__Reading text__:
For example, a financial institution will not transfer funds out of a deceased's name and into a new account, unless it is presented with a grant of probate with the Will annexed (attached). Another example is in respect of one of the largest asset that many people own: a home. The Land Title Office will not transfer real estate property unless a grant of probate is issued.


In British Columbia, the following fees apply:

  • a $200 dollar filing fee (unless the value of the estate is below $25,000);
  • 0.6% on the value of an estate between $25,000 and $50,000; and
  • 1.4% on the value of an estate over $50,000.

As a general rule of thumb, probate fees are estimated at 1.4% of the value of an estate. Due to the increasing value of real estate, it is no longer uncommon to see more estates valued in excess of several million dollars. Our office recently received a grant of probate for an estate of a person who lived a modest lifestyle but who died owning a humble home on the Vancouver west side that sold for $2.9 million. The total probate fee payable to the court was about $40,000. Typically a cheque for the probate fee is made out to the Ministry of Finance before the grant of probate will be issued.


Probate fee avoidance planning includes:

  • designating beneficiaries of pension plan, RRSPs, RRIFs, TFSAs, life insurance policies, etc.;
  • transferring property into joint tenancy;
  • transferring property into a trust;
  • implementing a dual Will strategy for private company shares, loans receivable, art and jewelry; and
  • gifting assets during one's lifetime.

Caution must be taken before employing any of these strategies and the cost of the probate fees should be weighed against the legal and income tax consequences. Such consequences include:

  • triggering capital gains taxes on a transfer or gift;
  • potential loss of a principal residence exemption;
  • loss of control over the asset; and
  • exposure to the creditors of the joint tenant.

__Information shown__:

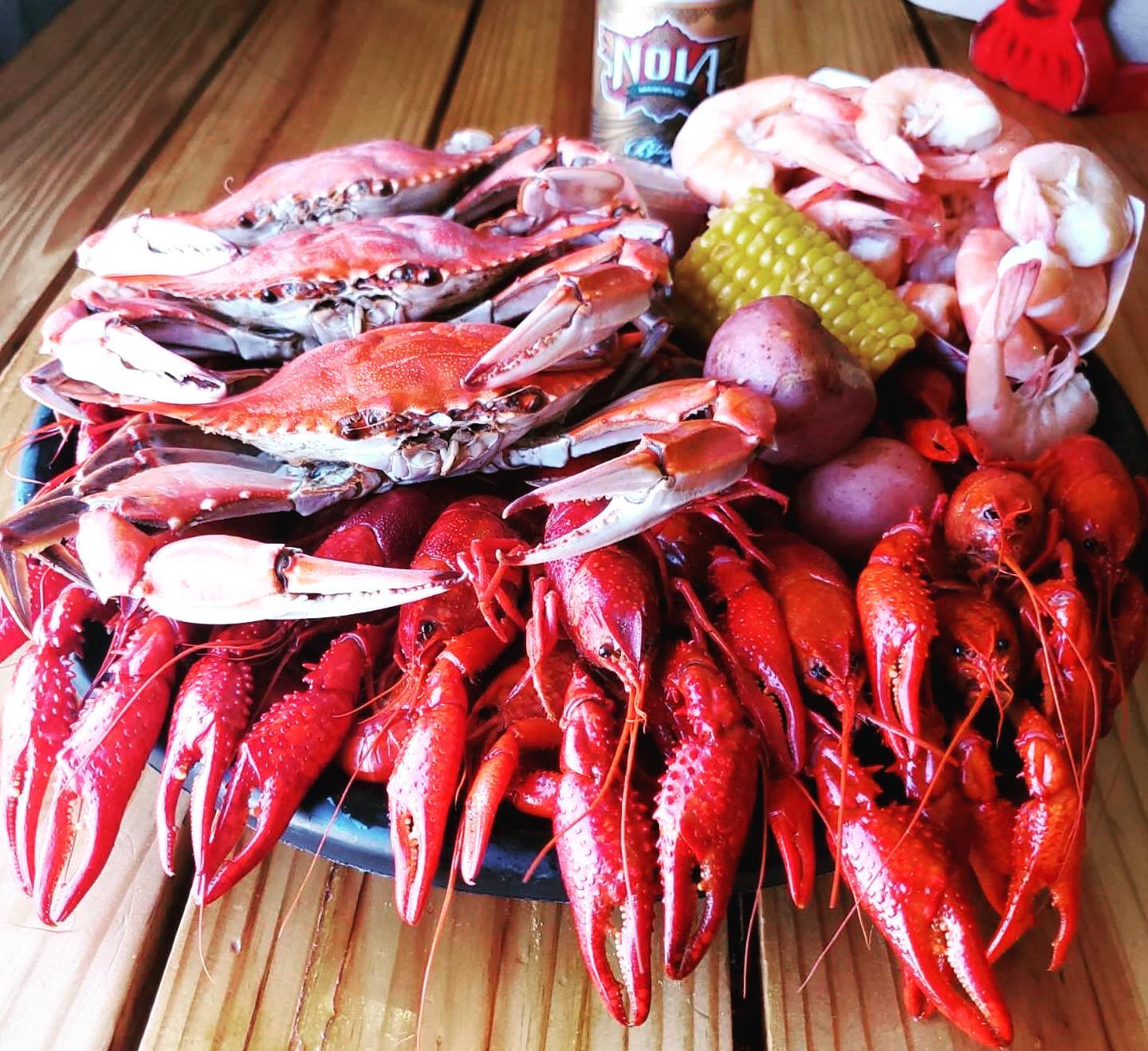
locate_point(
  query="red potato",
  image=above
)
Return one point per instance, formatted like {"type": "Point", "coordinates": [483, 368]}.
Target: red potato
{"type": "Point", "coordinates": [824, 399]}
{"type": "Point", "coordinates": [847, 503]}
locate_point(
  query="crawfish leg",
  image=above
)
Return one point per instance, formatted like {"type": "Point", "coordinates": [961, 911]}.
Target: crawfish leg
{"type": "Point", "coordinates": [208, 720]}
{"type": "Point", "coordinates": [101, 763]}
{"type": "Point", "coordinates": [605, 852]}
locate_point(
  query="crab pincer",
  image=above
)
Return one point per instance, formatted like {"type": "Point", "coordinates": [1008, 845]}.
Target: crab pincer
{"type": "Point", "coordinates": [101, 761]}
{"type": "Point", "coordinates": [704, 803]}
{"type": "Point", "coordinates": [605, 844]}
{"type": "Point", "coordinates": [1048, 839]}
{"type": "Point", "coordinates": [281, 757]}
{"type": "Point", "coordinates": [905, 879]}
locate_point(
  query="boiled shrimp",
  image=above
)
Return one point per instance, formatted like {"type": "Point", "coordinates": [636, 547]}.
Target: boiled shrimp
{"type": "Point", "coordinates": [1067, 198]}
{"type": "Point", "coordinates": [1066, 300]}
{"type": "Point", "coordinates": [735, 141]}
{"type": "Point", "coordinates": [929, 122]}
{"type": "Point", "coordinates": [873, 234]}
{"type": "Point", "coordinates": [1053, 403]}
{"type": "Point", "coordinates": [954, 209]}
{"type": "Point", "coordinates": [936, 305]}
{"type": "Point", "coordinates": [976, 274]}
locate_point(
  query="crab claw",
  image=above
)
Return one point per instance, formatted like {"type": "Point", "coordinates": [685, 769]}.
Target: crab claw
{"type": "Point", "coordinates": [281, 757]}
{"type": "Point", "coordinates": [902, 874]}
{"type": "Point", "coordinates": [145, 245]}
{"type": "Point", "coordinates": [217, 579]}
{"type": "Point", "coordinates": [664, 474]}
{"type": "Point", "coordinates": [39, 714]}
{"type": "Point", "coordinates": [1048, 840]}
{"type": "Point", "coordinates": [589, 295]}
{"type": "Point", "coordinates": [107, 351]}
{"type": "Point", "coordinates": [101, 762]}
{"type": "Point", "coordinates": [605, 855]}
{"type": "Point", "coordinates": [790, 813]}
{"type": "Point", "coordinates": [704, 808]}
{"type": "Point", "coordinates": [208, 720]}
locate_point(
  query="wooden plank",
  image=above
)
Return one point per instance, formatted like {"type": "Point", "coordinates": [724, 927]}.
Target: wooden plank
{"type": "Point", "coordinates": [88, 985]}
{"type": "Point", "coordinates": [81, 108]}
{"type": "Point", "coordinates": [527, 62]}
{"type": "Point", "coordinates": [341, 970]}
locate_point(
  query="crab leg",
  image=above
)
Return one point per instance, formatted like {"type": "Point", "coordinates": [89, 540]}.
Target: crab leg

--

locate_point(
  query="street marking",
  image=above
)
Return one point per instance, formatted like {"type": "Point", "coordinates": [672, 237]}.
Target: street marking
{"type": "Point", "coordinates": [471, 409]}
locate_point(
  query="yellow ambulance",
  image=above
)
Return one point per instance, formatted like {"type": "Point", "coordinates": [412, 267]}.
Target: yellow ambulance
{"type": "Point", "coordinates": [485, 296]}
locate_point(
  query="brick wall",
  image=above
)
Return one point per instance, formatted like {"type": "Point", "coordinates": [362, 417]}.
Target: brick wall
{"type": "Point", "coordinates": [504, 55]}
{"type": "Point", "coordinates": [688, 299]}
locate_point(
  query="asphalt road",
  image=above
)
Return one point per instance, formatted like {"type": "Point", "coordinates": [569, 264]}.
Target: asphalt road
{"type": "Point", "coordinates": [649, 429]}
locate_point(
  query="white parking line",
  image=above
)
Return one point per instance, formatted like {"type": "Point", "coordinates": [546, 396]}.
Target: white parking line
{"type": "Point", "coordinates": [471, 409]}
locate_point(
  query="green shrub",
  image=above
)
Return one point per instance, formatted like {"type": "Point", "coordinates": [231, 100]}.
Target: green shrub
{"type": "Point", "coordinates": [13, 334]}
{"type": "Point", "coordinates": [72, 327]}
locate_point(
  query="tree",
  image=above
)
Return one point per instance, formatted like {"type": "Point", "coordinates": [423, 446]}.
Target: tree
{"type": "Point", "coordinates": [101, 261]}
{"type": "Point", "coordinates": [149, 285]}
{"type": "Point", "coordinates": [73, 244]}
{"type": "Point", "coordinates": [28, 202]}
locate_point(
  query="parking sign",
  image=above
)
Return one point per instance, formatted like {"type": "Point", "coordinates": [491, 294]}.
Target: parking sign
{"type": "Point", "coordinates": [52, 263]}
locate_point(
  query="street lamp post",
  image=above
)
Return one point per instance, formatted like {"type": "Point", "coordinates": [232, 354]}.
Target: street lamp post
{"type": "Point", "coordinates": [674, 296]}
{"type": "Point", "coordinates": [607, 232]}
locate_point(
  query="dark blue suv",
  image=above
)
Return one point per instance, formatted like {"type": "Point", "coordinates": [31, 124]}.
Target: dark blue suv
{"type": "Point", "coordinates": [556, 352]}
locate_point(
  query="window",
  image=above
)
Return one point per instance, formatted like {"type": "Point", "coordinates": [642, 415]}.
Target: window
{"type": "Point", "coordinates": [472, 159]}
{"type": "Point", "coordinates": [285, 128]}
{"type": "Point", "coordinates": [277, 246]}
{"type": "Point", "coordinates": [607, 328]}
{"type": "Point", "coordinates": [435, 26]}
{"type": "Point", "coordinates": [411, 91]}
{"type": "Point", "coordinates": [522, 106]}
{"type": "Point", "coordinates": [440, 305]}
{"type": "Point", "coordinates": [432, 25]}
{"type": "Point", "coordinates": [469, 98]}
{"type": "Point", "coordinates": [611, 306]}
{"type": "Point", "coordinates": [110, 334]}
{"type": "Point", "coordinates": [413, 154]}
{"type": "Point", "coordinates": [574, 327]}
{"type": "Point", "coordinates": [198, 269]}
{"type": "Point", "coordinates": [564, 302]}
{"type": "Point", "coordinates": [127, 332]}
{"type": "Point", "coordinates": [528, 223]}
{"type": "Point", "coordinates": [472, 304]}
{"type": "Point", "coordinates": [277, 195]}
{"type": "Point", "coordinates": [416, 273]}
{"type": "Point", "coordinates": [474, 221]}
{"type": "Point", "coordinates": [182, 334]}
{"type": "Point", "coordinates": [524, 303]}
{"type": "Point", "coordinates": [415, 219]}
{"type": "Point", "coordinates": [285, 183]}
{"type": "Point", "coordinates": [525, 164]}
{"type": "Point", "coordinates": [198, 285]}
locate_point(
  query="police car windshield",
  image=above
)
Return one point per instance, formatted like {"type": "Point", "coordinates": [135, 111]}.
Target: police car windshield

__Stated goal 1__:
According to the text on probate fees, to whom is the cheque for the probate fee typically made out?
__Stated goal 2__:
Translate this sentence from the text on probate fees into Spanish: "The Land Title Office will not transfer real estate property unless a grant of probate is issued."

__Response 1__:
The Ministry of Finance

__Response 2__:
La Oficina de Registro de la Propiedad no transferirá bienes inmuebles a menos que se emita una resolución de validación del testamento.